OBJECTIVE: List every line of the items below that contains the word "license".

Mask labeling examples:
## START

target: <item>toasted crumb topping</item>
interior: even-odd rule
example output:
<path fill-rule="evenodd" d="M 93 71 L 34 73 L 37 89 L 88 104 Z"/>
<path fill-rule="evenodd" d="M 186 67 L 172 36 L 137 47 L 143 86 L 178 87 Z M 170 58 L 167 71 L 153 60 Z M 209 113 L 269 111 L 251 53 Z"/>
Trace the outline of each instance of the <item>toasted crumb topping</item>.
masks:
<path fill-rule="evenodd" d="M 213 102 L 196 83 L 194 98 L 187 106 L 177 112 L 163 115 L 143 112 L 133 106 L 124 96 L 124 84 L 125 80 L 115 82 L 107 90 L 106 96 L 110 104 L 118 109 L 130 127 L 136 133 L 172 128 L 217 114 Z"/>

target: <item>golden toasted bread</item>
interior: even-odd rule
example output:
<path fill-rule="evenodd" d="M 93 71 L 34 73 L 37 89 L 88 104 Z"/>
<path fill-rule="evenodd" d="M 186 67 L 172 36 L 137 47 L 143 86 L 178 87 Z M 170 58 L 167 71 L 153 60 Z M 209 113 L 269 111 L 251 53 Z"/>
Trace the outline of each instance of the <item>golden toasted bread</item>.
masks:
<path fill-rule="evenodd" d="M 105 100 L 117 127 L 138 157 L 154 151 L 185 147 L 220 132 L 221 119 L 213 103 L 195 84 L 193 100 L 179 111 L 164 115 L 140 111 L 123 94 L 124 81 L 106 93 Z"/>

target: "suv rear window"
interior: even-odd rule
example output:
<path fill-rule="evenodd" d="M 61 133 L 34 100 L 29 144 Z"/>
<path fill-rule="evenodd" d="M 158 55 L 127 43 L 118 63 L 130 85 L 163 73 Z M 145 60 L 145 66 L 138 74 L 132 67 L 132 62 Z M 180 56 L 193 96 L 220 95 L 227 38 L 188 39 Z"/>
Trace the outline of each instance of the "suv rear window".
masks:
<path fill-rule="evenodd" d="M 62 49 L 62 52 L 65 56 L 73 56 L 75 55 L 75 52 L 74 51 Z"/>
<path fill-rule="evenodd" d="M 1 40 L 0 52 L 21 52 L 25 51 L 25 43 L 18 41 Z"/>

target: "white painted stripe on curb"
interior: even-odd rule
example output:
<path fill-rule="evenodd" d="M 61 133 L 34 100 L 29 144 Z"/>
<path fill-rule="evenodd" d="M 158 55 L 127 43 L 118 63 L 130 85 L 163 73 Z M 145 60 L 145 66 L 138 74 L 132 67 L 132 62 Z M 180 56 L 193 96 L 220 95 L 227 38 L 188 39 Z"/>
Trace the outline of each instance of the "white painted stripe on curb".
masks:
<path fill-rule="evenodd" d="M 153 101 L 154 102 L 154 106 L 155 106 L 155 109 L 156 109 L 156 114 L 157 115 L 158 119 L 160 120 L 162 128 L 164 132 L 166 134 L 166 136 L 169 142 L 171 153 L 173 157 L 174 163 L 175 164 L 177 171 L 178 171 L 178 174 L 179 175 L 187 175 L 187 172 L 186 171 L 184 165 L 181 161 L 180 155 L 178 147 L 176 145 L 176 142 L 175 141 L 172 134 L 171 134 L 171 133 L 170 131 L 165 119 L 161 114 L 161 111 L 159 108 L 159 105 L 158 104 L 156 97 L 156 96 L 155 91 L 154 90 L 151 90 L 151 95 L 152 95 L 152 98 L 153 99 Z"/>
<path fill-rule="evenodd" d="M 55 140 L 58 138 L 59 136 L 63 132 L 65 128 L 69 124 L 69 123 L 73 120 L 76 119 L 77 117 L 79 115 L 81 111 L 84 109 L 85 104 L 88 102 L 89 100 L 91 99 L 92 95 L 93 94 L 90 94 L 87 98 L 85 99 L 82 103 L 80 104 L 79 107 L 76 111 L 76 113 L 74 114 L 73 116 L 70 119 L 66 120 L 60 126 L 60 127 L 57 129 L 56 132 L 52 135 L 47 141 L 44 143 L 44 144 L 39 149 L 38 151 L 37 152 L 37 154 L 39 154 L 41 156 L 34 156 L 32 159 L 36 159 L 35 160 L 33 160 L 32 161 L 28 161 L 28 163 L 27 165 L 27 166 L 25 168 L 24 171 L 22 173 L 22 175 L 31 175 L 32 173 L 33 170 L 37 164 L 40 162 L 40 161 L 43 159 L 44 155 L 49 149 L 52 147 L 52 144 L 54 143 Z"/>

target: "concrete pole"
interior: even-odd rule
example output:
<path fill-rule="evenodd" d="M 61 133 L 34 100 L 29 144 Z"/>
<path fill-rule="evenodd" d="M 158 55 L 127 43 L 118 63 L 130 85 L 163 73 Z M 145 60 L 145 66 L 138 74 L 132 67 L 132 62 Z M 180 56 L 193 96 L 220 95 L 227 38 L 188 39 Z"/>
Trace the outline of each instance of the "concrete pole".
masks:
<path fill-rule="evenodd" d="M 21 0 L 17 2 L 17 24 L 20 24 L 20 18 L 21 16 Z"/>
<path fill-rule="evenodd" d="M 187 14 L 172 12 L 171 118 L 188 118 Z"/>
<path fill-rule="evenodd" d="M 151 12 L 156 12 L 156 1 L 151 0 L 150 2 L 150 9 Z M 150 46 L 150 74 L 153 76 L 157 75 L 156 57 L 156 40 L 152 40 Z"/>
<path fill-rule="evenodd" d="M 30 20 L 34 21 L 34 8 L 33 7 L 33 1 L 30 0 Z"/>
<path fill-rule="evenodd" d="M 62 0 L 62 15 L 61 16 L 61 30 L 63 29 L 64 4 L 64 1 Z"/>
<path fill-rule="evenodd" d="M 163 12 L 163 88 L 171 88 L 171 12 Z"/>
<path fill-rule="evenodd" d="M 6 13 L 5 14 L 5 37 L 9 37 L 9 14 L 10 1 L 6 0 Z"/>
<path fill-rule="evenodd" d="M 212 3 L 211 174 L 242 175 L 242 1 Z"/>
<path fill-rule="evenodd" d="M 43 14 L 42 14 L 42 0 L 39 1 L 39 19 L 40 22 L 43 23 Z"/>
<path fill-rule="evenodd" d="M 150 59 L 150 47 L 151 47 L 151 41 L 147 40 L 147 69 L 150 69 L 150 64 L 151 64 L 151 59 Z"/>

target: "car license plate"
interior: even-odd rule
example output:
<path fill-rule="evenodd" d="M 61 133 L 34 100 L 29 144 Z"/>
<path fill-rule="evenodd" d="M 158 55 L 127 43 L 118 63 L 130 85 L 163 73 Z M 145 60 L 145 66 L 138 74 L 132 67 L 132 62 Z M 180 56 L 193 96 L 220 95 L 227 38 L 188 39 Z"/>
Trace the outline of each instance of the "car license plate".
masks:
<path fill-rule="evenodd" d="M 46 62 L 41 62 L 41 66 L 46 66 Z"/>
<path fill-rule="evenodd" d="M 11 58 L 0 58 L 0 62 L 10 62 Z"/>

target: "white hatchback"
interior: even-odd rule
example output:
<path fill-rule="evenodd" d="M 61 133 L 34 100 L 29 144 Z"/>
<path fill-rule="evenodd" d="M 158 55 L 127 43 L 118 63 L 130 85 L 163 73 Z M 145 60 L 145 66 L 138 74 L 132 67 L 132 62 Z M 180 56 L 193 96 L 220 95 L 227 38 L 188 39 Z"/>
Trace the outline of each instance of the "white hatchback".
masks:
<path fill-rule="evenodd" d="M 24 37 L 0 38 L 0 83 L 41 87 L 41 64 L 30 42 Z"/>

## END

SOLUTION FOR THIS TASK:
target: "car license plate"
Trace the outline of each instance of the "car license plate".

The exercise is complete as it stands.